--- Exercise ---
Start with the line containing "Would you be able to indicate the utility" and write out each line through the end of the listing, exactly as given.

--- Source data ---
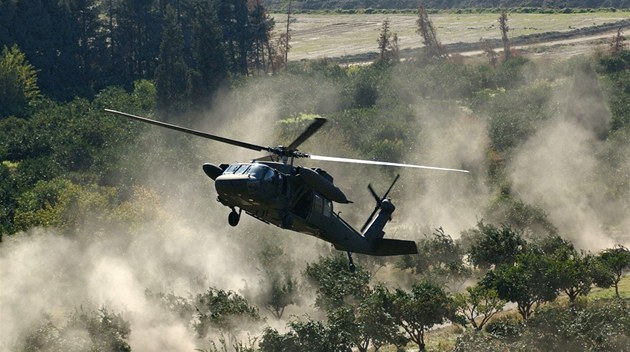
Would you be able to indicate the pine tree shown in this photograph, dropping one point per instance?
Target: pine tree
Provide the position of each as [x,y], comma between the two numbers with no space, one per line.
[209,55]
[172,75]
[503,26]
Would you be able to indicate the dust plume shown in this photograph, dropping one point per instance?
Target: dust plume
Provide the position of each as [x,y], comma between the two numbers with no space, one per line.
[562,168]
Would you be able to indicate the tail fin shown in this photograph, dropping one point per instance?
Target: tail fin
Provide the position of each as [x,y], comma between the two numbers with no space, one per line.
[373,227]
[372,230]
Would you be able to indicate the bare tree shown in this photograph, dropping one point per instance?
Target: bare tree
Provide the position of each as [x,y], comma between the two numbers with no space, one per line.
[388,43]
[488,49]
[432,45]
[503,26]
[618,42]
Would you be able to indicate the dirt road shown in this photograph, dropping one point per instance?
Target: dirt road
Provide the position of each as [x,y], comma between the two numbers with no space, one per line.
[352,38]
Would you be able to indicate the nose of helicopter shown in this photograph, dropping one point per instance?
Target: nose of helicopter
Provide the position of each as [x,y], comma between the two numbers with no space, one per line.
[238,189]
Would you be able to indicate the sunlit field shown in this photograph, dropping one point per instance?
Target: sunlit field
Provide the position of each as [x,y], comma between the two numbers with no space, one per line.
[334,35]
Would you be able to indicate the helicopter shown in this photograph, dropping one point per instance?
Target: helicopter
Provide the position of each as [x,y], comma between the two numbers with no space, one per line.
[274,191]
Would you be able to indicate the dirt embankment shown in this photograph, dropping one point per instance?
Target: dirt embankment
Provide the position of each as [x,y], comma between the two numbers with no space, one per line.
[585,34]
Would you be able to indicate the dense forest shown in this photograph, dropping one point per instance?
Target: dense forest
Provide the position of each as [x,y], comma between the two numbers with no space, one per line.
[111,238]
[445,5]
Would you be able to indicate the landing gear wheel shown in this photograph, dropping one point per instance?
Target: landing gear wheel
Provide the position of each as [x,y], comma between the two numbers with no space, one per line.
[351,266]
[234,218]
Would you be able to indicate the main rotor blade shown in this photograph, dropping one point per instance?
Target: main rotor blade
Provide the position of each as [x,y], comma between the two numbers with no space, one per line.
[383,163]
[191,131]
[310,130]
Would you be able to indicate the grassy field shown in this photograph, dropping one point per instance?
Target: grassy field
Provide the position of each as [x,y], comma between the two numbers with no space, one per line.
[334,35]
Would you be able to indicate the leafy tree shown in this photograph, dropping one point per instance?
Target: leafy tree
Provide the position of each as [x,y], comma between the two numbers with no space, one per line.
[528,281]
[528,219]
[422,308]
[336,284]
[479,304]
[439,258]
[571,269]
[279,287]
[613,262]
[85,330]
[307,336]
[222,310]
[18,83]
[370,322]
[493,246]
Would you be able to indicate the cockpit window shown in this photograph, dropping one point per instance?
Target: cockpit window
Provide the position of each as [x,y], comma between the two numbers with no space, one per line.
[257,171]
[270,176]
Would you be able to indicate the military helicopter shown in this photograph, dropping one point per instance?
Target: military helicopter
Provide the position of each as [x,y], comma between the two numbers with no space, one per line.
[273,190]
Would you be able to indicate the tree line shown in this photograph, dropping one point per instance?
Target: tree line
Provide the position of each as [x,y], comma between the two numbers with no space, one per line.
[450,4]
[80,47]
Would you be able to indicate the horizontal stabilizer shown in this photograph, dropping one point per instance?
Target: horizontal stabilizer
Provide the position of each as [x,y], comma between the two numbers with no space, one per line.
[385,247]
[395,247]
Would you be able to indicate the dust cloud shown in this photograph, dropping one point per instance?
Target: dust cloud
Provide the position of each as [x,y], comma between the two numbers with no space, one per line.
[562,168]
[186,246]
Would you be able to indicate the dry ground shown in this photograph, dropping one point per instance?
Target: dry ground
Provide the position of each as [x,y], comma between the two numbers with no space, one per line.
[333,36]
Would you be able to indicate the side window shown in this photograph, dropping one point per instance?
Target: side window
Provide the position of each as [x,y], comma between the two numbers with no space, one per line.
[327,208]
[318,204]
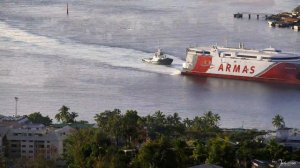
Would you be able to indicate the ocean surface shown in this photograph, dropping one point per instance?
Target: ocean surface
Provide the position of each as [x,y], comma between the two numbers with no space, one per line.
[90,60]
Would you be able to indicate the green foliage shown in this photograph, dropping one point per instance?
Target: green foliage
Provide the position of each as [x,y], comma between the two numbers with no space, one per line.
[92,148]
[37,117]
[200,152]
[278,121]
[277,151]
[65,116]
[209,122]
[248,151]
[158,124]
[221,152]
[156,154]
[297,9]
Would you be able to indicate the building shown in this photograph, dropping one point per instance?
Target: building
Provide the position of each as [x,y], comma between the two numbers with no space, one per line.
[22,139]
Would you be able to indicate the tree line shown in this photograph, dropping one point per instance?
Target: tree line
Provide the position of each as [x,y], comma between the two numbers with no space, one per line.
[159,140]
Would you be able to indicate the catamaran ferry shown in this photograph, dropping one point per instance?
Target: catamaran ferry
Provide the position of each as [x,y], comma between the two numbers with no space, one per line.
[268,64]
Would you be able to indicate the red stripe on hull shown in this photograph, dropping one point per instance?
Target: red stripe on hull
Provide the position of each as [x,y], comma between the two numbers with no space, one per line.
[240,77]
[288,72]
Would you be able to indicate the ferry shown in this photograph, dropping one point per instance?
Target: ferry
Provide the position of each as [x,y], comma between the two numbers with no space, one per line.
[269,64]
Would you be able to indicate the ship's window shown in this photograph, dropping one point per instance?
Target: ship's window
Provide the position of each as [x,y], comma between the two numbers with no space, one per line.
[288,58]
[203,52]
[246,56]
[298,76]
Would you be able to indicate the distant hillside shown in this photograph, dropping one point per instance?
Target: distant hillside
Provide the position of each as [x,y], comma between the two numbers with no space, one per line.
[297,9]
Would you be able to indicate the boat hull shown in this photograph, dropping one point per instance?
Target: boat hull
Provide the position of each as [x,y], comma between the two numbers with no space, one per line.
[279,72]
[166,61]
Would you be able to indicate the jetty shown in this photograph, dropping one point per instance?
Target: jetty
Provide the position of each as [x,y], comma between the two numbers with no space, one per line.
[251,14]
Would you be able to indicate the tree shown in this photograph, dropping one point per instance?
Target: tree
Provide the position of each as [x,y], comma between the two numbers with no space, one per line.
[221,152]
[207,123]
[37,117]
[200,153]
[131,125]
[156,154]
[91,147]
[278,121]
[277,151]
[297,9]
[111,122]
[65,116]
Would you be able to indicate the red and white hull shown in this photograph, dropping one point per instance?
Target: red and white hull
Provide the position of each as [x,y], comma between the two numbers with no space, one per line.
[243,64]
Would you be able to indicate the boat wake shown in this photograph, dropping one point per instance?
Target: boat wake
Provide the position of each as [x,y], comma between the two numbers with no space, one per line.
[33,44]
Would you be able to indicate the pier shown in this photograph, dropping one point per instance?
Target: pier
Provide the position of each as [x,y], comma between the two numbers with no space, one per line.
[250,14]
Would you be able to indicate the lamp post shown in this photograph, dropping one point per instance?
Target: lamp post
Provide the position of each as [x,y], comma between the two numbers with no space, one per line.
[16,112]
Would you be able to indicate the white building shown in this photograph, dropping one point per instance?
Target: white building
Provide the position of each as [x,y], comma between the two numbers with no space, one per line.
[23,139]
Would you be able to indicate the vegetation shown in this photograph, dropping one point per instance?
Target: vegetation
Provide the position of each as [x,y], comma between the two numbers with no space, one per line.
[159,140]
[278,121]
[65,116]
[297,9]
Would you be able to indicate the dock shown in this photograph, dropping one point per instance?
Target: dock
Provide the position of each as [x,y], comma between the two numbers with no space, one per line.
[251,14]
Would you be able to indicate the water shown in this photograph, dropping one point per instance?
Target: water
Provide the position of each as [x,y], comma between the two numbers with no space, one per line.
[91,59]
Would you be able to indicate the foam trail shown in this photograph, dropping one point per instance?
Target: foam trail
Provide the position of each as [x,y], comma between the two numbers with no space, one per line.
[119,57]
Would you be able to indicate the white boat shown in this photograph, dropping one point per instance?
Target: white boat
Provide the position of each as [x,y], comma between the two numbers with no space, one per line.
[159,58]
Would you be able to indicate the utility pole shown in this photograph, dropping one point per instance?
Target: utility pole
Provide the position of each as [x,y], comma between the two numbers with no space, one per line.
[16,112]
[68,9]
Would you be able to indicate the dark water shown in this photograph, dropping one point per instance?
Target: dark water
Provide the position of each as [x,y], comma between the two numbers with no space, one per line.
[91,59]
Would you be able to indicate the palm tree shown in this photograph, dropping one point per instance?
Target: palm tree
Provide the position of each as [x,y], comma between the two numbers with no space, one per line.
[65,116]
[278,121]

--- Full solution ---
Would you be able to indicate the utility pole shown in this photograph, dropping one point per instance?
Target: utility pole
Provide the position of each as [x,y], comma between the two numbers with no space, one per line.
[16,112]
[68,9]
Would you be able to indicate the dark water shown in this photograph, dropping one point per instance?
Target: dark water
Provide the position of each as [x,y], comma between the two numbers with no space, one per line.
[91,59]
Would you be able to indicate the palm tree shown in this photograph, dropping one point per instance?
Target: palm tree
Provide the position of each as [x,y], comma between the two numbers with no space, one per line.
[65,116]
[278,121]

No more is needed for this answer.